TEXT TO READ →
◆ ◆ ◆
Authors' response to reviews: Response to reviewer #1
1.1 “What is the justification for 50 attributes?” The 50 attributes in the schema are simply what we ended up with after many iterations of development and releases over the years of biotoolsSchema development - a major driver of this effort being community workshops and (crucially) engaging with and incorporating the requirements of bio.tools content providers and end-users, with respect to what information people find valuable and are prepared to provide.
1.2 “It is unclear if or how this list is extensible over time. If this standard can evolve, why state 50, and if it cannot, what assurances are there that it will continue to be an effective descriptive schema in the future?” The list of attributes certainly is extensible over time and biotoolsSchema was designed openly, in a community-based process that was described in https://academic.oup.com/bib/article/21/5/1697/5560007 (current version is 3.3.0), and is licensed for this purpose; reuse and contributions are welcome. New official releases will incorporate end-user requirements, changes can be requested through collaboration with the authors, GitHub issues etc. Version 3.3.0 is the ninth in a series of public releases, and in each of them the attributes list was revised, to reflect the needs of our users. This latest list of 50 attributes is not cast in stone, but rather is the current status of the schema, and it might (and will probably) evolve in the future as new requirements emerge. We have added a sentence to the section “Development process and status“ clarifying the above.
1.3 “There are instances where this list already seems restrictive, such as "accessibility" in Table 3 which appears to support any of three options, though it is easy to imagine many more distinct types of access control, for instance.” Indeed, and should a compelling use-case arise, the “accessibility” options can easily be extended (all such controlled vocabularies are defined as simple enumerations of terms in the schema). In practice, one has to strike a balance between what attributes reasonably capture salient details, and what is realistic to curate and useful to end-users. The rigorous semantics and syntax of biotoolsSchema has advantages over approaches such as the use of folksonomies, which are very flexible, but can be less tractable in the context of registries such as bio.tools. Where possible, biotoolsSchema re-uses well established controlled vocabularies which are maintained independently, such as SPDX for software license.
1.4 “The relationship between CWL or other execution standards and biotoolsSchema is presently unclear. Can a CWL definition be included/referenced within a biotoolsSchema?” biotoolsSchema is a metadata format that provides a description of software tools and services to address its findability, but not its execution, whereas CWL Tools, Galaxy Tools, and other execution formats allow the execution of tools in workflow environments but do not enable an exhaustive description of the resources. Acknowledging this difference, biotoolsSchema allows adding links to execution formats (see for instance the link to the CWL wrappers from the yara bio.tools entry https://bio.tools/yara), and reversely some links to bio.tools entries can be added to CWL wrappers (see for instance https://github.com/common-workflow-library/bio-cwl-tools/blob/release/qualimap/qualimap_rnaseq.cwl#L21) and Galaxy wrappers (see for instance https://github.com/galaxyproject/tools-iuc/blob/master/tools/circos/circos.xml#L5).
◆ ◆ ◆
SHORT PROBLEM A →
Write out the rows from the line containing "the tv stand." down through the last of the rows, with both ends included.
The reviewer response and the rows that follow have no connection to each other.

RECORDS FOR THIS TASK →
◆ ◆ ◆
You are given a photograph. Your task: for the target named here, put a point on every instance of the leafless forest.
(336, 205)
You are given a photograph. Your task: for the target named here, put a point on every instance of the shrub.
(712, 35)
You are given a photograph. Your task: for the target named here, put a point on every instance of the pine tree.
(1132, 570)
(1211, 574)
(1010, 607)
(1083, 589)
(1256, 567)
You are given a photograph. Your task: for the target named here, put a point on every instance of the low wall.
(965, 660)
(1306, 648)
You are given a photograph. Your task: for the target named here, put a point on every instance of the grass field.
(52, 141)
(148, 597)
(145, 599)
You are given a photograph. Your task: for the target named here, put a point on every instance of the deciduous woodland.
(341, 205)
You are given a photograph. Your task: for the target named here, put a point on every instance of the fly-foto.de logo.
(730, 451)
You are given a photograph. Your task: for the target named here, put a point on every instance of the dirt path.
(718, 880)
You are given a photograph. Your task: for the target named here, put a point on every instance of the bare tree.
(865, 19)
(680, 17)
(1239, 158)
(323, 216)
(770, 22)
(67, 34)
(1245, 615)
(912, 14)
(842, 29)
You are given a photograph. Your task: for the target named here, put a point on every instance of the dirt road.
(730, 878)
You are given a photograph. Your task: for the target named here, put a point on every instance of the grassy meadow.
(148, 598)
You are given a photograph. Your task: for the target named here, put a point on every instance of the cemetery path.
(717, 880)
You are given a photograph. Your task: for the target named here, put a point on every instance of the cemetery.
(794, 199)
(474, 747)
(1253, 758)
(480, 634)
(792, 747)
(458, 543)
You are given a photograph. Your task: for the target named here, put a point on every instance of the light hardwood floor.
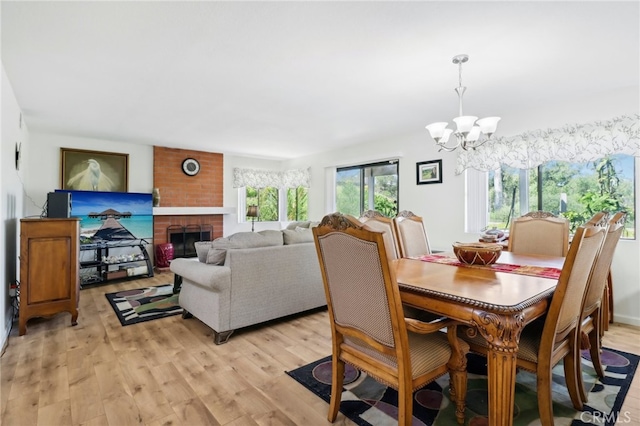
(169, 372)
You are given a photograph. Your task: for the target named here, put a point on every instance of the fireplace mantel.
(180, 211)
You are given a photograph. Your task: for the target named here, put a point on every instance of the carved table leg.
(177, 283)
(502, 332)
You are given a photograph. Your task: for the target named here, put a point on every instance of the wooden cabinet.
(49, 281)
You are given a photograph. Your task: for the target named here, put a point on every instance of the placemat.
(536, 271)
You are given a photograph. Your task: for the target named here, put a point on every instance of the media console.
(110, 263)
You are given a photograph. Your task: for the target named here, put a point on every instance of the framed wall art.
(94, 170)
(429, 172)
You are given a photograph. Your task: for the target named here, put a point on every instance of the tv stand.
(109, 266)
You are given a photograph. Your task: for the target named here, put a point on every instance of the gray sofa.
(249, 278)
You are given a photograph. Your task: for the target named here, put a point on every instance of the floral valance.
(577, 143)
(270, 178)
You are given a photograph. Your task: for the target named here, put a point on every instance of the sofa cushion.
(202, 249)
(297, 236)
(216, 256)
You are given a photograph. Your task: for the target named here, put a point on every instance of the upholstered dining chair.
(376, 221)
(592, 311)
(368, 328)
(547, 341)
(412, 235)
(539, 232)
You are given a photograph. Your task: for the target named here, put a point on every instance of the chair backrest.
(565, 310)
(539, 233)
(412, 235)
(600, 272)
(358, 282)
(376, 221)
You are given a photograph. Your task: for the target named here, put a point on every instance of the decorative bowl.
(477, 253)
◆ ◆ ◆
SHORT PROBLEM B →
Answer these questions from the reviewer response:
(i) What is the current version number of biotoolsSchema?
(ii) Which controlled vocabulary does biotoolsSchema re-use for software license?
(iii) How many attributes are in the schema's latest list?

TASK ANSWER A →
You are given a photograph. Your task: for the target named here, put a point on every instance of the tv stand.
(109, 266)
You are given a photograph. Your task: for the target named here, put a point on every instance of the gray sofa.
(249, 278)
You are given a photograph. Your task: for the target named here, put a point on every instance of the floral valance.
(577, 143)
(270, 178)
You are given a photograph. Your task: for the target named here, put a point on every instance of the sofa cushion.
(202, 249)
(297, 236)
(216, 256)
You are given a photograph. Your task: for the target named here, put a point on every instance of the upholstered dining chair.
(376, 221)
(592, 311)
(368, 328)
(547, 341)
(412, 235)
(539, 232)
You are given a photograph. Your task: for the target named here, put a point on every instance of the chair backrest.
(565, 310)
(539, 233)
(412, 235)
(600, 272)
(358, 282)
(376, 221)
You are given a photograph. Your task: for the target named here, put a point on every instance of the decorative bowl.
(477, 253)

TASK ANSWER B →
(i) 3.3.0
(ii) SPDX
(iii) 50